Text extract.
_ _ _

Aggregation can be done as windowed aggregation over rolling windows, such as generating a moving average, or as streaming aggregation over periodic windows, such as generating an hourly report or daily roll-up.
The Inspect Trades window shows a sample input stream of stock trades (taken from an Inspect window in SQLstream s-Studio, used for inspecting stream or table inputs and outputs):
Sample Input Stream of Stock Trades: The Inspect Trades Window
This same input stream can be processed by either form of aggregation. The input stream is created by the following code:
CREATE SCHEMA "Trading"
DESCRIPTION 'Contains the equity trades application objects';
SET SCHEMA '"Trading"';
CREATE TABLE "Tickers" (
"Ticker" VARCHAR(5) NOT NULL,
PRIMARY KEY ("Ticker")

_ _ _

Dataset extract.
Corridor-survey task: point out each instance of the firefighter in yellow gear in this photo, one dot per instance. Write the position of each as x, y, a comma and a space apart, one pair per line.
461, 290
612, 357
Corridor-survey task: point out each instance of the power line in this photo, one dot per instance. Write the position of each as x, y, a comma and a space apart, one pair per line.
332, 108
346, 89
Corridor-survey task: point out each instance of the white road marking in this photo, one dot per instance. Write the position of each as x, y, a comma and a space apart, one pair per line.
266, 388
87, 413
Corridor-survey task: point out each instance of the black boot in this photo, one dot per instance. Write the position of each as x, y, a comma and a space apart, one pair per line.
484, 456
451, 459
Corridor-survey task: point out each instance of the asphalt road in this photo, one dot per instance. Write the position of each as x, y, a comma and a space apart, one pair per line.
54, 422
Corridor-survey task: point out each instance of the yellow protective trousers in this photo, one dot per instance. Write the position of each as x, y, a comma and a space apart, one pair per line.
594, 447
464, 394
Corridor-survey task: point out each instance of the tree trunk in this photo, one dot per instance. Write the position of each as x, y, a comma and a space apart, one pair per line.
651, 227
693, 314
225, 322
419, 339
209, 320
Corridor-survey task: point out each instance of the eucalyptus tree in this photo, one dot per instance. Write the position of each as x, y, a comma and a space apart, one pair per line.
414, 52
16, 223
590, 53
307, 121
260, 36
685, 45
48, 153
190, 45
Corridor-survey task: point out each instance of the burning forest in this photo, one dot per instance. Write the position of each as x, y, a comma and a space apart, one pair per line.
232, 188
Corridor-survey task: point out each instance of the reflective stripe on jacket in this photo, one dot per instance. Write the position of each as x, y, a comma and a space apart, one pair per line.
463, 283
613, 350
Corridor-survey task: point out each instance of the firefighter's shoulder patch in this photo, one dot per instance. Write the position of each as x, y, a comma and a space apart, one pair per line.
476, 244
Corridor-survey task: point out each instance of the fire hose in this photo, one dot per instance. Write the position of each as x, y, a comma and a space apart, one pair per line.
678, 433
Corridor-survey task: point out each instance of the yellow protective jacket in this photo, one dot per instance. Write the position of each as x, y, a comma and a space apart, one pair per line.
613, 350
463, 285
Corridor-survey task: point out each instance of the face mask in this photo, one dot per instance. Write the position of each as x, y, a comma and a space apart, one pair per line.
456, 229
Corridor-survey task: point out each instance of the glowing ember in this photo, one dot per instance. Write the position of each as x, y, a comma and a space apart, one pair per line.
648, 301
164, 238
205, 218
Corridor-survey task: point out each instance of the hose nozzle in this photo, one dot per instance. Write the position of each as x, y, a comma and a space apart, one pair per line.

_ _ _

What to work on.
A) Retype the aggregation excerpt between "Aggregation can be" and "or daily roll-up.", inclusive.
B) According to the aggregation excerpt, what is an Inspect window in SQLstream s-Studio used for?
C) Write what comes next in the aggregation excerpt, picking up from its final line.

Expected responses.
A)
Aggregation can be done as windowed aggregation over rolling windows, such as generating a moving average, or as streaming aggregation over periodic windows, such as generating an hourly report or daily roll-up.

B) Inspecting stream or table inputs and outputs.

C)
CREATE STREAM "TRADES" (
"Ticker" VARCHAR(5) NOT NULL,
"Shares" INTEGER ,
"Price" DECIMAL(6,2) );
The Set Schema command enables referencing objects in the schema without fully qualifying the object name with the schema name (see also the SET SCHEMA command in the s-Server Streaming SQL Reference Guide). Since no quotes surround the column names given in lower case, they are saved in upper case. If lowercase distinctions are preferred for the column names, those names would need quotes around them, as has been done for the schema, table, and stream names.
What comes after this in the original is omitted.